▸ 待完成任务
请回答:在下面的 Greenplum 初始化配置说明中,Primary Segment 的起始端口号设置为多少?

▸ 给定原文
┌──
2從模板中拷貝一份gpinitsystem_config文件

cp $GPHOME/docs/cli_help/gpconfigs/gpinitsystem_config /home/gpadmin/gpinitsystem_config

chown gpadmin:gpadmin /home/gpadmin/gpinitsystem_config

 

3設置所有必須的參數

# 數據庫應用名稱

 ARRAY_NAME="EMC Greenplum DW"

# Segment的前綴(包含數據節點和其鏡像,目錄/home/data/primary  /home/data/mirror

SEG_PREFIX=gpseg

# Primary Segment的起始端口號

PORT_BASE=40000

# 指定Primary Segment的數據目錄,DATA_DIRECTORY參數指定每個Segment主機配置多少個Instance(目錄路徑只需要設置到primary,會自動生成帶序號的文件)

declare -a DATA_DIRECTORY=(/home/data/primary /home/data/primary /home/data/primary /home/data/primary)

# Master所在主機的hostname

MASTER_HOSTNAME=mdw

# Master的目錄

MASTER_DIRECTORY=/home/data/master

# Master端口

MASTER_PORT=5432

# bash版本(官方文檔:TRUSTED SHELL=ssh 資料查閱:TRUSTED_SHELL=ssh)
└──
▸ 数据行
┌──
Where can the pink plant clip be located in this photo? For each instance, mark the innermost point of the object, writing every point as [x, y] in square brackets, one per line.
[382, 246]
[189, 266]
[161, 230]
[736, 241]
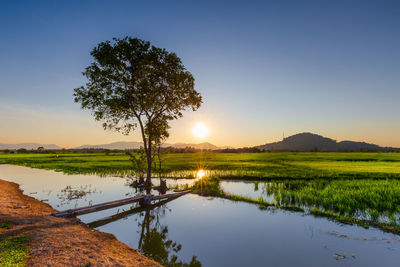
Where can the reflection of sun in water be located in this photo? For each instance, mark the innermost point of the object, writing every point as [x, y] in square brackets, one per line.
[200, 130]
[200, 174]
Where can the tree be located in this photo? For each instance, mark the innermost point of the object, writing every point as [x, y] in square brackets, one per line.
[132, 84]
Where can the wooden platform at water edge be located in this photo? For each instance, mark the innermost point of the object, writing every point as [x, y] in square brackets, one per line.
[143, 200]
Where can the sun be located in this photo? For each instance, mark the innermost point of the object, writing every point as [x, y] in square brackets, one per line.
[200, 130]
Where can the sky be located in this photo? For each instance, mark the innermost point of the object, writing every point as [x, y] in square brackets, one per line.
[264, 68]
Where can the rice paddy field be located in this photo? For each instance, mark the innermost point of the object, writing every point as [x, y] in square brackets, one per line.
[360, 188]
[225, 165]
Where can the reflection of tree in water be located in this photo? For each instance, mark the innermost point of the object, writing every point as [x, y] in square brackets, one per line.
[155, 244]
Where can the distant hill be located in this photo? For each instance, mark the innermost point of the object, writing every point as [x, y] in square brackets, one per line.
[314, 142]
[28, 146]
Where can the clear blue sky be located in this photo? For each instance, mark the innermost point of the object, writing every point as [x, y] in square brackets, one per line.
[263, 67]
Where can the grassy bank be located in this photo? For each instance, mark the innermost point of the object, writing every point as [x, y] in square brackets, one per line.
[226, 165]
[14, 251]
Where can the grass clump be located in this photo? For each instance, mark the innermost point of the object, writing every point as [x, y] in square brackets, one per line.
[14, 251]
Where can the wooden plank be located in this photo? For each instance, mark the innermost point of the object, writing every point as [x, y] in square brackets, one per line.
[127, 213]
[113, 204]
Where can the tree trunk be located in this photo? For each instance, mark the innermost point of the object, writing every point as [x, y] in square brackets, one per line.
[149, 163]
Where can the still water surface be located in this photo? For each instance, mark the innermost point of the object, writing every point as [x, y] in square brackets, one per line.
[217, 232]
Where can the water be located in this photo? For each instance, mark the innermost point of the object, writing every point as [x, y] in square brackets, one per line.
[218, 232]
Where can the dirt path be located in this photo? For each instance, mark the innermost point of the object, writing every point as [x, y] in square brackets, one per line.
[59, 241]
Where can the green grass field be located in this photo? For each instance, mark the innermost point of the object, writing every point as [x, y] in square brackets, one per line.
[360, 188]
[226, 165]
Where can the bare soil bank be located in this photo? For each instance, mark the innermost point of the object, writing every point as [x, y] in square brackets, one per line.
[59, 241]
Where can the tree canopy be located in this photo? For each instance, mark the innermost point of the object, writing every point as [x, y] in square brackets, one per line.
[133, 84]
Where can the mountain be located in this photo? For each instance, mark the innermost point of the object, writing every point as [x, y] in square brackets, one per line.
[136, 145]
[315, 142]
[28, 146]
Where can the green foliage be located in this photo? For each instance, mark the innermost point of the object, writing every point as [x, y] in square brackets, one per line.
[14, 251]
[373, 198]
[255, 166]
[134, 84]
└──
▸ 任务回答
40000